# STATED EXERCISE 1
Answer these from the camera forum thread below:
(a) Which model has the first poster been waiting for?
(b) What frame rate did the EOS 1V reach, and with what kind of mirror?
(c) What sensor does dr croubie refuse to believe in?

# SOURCE DOCUMENT
● ● ● ●
Just out of curiosity what does Nikon's patent on the cropping mode mean?

I've been waiting for MK3 for sometime now and it sounds like I shouldn't
wait and get into the MK2 wagon soon.

Do I read this right?


----------



## dr croubie (Oct 13, 2011)

Quick wikipedia-ing: the EOS 1V did 10fps on a moving mirror, the EOS1nRS did 12fps on a pellicle mirror. And the current 1Dmk4 does 10fps on a moving mirror. (and the best I can find out about the F1 is 9fps, although there probably was a motor drive for 14fps that i didn't find).
Surely it's gotta be possible to go above thiese numbers, we've had 11 years of tech since the 1V, there's got to be a more efficient motor and materials capable of the G-forces involved by now. If the mirror can do it, the rest is just software.

I definitely like the idea of the "2 frames per mirror drop" (or 3).
- Firstly, it'll have to be via a custom function, only for those who want it, because it will almost definitely reduce hit-rate (at least in the first incarnation, coding and algorithms will get better over time).
- Second, they drop the mirror in between each shot for AF-tracking. See my post elsewhere quoting canon talking about their new "dream AF in the near future". If this AF really is that good, maybe it can predictively track moving targets with only dropping the mirror after every 2nd or 3rd shot? Or it can process the images it takes quickly and has improved contrast-based AF to help it keep up without dropping the mirror?
Speculation now, of course, and it may not be in this release, but it will be in *something* within a few years, i'd bet. It'll take processing power and good coding, but it's not impossible.

As for the 18MP FF sensor, I just don't believe it one bit. There is absolutely *0%* chance they are going to drop the flagship MP-count *DOWN*, even if it does 1 million ISO as well as my 7D does iso400, it ain't gonna happen.
● ● ● ●
# MATERIAL SHOWN

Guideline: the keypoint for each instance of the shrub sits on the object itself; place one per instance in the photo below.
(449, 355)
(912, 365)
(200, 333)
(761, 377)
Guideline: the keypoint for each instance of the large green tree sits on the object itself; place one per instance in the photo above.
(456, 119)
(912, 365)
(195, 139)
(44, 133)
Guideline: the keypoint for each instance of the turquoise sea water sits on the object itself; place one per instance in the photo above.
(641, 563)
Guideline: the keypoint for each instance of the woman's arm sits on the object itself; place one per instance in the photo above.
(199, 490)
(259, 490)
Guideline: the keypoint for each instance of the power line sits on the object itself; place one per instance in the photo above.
● ● ● ●
# STATED EXERCISE 2
Copy out the records above, every line from first to last, word for word.

# OUTPUT 1
(a) The MK3.
(b) 10fps, on a moving mirror.
(c) An 18MP FF sensor.

# OUTPUT 2
Guideline: the keypoint for each instance of the shrub sits on the object itself; place one per instance in the photo below.
(449, 355)
(912, 365)
(200, 333)
(761, 377)
Guideline: the keypoint for each instance of the large green tree sits on the object itself; place one per instance in the photo above.
(456, 119)
(912, 365)
(195, 139)
(44, 133)
Guideline: the keypoint for each instance of the turquoise sea water sits on the object itself; place one per instance in the photo above.
(641, 563)
Guideline: the keypoint for each instance of the woman's arm sits on the object itself; place one per instance in the photo above.
(199, 490)
(259, 490)
Guideline: the keypoint for each instance of the power line sits on the object itself; place one per instance in the photo above.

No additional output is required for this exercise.